_TEXT UNDER STUDY_:
Edge agent deployment patterns: where the model lives matters more than ever

Centralised inference is great until you measure first-token latency from Sydney to a US data centre. Edge inference closes the gap, opens new ones, and shifts the architecture meaningfully. Here are the five working deployment patterns and what each is good for.

Why edge for agents

Three drivers:

Latency — speech-driven agents, real-time interactions, anything sub-second.
Privacy — data stays in the user's region (or device).
Cost — for some workloads, edge is cheaper at scale.

Not every workload benefits. Heavy reasoning still wants centralised frontier models.

The five patterns

1. POP-cached

Lightweight model runs at every CDN POP. Cloudflare Workers AI, Fastly's offering, etc. Good for classification, light generation.

Strengths: lowest latency outside on-device.
Weaknesses: small model class only.
Pick when: classifier, router, light text utility.

2. Regional inference

Larger models in a few major regions. Closer than central, fatter than POP.

Strengths: balanced quality and latency.

_LIST OF TASKS_:
• A. List the drivers the article on edge agent deployment gives for running agents at the edge.
• B. Return the stretch of the edge deployment article from "Why edge for" through "cheaper at scale.".
• C. Write the next part of the edge deployment article, picking up after its last line.

(Dataset entries)
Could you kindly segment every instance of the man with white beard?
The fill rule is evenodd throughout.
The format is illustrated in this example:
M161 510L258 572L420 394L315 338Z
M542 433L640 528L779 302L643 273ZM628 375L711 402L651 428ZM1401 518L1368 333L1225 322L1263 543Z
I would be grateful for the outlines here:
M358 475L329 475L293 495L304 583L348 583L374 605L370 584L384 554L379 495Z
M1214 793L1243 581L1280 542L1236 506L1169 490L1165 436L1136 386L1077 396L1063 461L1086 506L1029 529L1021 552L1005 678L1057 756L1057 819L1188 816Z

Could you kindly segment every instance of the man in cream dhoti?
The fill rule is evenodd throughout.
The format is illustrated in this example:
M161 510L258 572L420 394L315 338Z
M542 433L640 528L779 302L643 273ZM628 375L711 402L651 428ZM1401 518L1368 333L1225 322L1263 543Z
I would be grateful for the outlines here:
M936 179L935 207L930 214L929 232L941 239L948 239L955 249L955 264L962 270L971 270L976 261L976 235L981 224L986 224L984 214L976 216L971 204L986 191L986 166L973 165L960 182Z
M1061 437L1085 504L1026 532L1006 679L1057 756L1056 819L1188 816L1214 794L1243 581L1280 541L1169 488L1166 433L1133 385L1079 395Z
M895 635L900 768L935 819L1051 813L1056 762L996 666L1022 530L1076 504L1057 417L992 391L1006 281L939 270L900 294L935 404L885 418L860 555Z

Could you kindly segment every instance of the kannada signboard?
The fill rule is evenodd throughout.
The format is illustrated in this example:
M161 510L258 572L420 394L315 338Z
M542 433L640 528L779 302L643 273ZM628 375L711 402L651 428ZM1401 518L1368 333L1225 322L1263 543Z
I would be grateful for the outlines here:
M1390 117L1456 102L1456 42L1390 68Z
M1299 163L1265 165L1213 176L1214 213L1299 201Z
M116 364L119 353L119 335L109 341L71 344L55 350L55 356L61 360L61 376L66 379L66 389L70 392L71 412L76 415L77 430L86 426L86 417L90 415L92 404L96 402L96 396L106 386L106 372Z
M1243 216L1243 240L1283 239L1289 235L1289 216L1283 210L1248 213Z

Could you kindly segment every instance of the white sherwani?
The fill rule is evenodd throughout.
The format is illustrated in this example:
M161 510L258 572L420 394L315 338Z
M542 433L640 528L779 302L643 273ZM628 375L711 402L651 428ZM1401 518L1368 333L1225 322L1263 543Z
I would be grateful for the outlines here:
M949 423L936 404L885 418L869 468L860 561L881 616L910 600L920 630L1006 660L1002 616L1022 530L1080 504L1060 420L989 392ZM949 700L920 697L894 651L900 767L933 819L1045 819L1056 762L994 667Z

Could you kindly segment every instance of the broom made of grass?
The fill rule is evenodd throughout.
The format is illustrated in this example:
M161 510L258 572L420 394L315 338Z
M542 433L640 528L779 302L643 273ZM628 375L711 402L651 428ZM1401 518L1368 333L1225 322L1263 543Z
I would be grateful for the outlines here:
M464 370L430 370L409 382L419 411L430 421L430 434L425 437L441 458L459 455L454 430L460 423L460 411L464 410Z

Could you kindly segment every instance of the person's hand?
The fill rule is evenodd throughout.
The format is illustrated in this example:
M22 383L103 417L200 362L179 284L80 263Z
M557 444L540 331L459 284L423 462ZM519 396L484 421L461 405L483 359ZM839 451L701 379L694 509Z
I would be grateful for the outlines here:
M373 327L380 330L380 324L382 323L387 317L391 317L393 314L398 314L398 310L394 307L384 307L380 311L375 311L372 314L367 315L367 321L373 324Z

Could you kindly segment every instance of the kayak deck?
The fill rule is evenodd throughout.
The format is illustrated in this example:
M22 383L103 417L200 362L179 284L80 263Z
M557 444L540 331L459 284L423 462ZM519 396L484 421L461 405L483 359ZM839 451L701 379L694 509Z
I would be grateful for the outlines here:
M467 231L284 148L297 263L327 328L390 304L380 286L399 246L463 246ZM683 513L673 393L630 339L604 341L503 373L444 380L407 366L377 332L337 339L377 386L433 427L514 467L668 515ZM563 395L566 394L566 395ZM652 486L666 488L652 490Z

_TASK-BY-TASK ANSWERS_:
• A.
Latency
Privacy
Cost

• B.
Why edge for agents

Three drivers:

Latency — speech-driven agents, real-time interactions, anything sub-second.
Privacy — data stays in the user's region (or device).
Cost — for some workloads, edge is cheaper at scale.

• C.
Weaknesses: still milliseconds of network.
Pick when: mid-tier reasoning, voice agents, regional residency.

3. On-device

The model runs on the user's device. See on-device inference and browser-native agents.

Strengths: zero latency, full privacy.
Weaknesses: model size constrained; battery cost.
Pick when: privacy-critical, latency-critical.

4. Hybrid

Easy 70% on edge or on-device; hard 30% routes to central. See model routing.

Strengths: best of both worlds.
Weaknesses: classifier complexity.
Pick when: product spans easy and hard tasks.

5. Edge gateway

The MCP gateway runs at the edge; tool calls also evaluated at the edge; only the model call goes central.

Strengths: policy and audit at the edge; latency for non-model parts.
Weaknesses: model latency unchanged.
Pick when: tool-call-heavy agents.

Comparison

Pattern	First-token latency (typical)	Model size	Privacy	Cost @ scale
POP-cached	< 50 ms	< 7B	Edge tenant	Low
Regional	80–200 ms	up to 70B	Region-pinned	Medium
On-device	0–50 ms	1–8B	User-local	Free (per-device)
Hybrid	varies	varies	varies	Medium
Edge gateway	central + policy	central	per region	Medium

Architectural implications

Three things change at the edge:

State management

Edge runtimes are usually stateless or per-POP. Memory layers must live somewhere persistent — typically the regional tier.

Tool call routing

A tool call from an edge agent might cross network boundaries multiple times. Latency budgets compound.

Observability

Trace ingest from many POPs is harder than from one region. Use the observability platforms that handle high-cardinality.

When edge does NOT make sense

Three counter-indications:

Heavy reasoning agents — frontier models do not run at edge today.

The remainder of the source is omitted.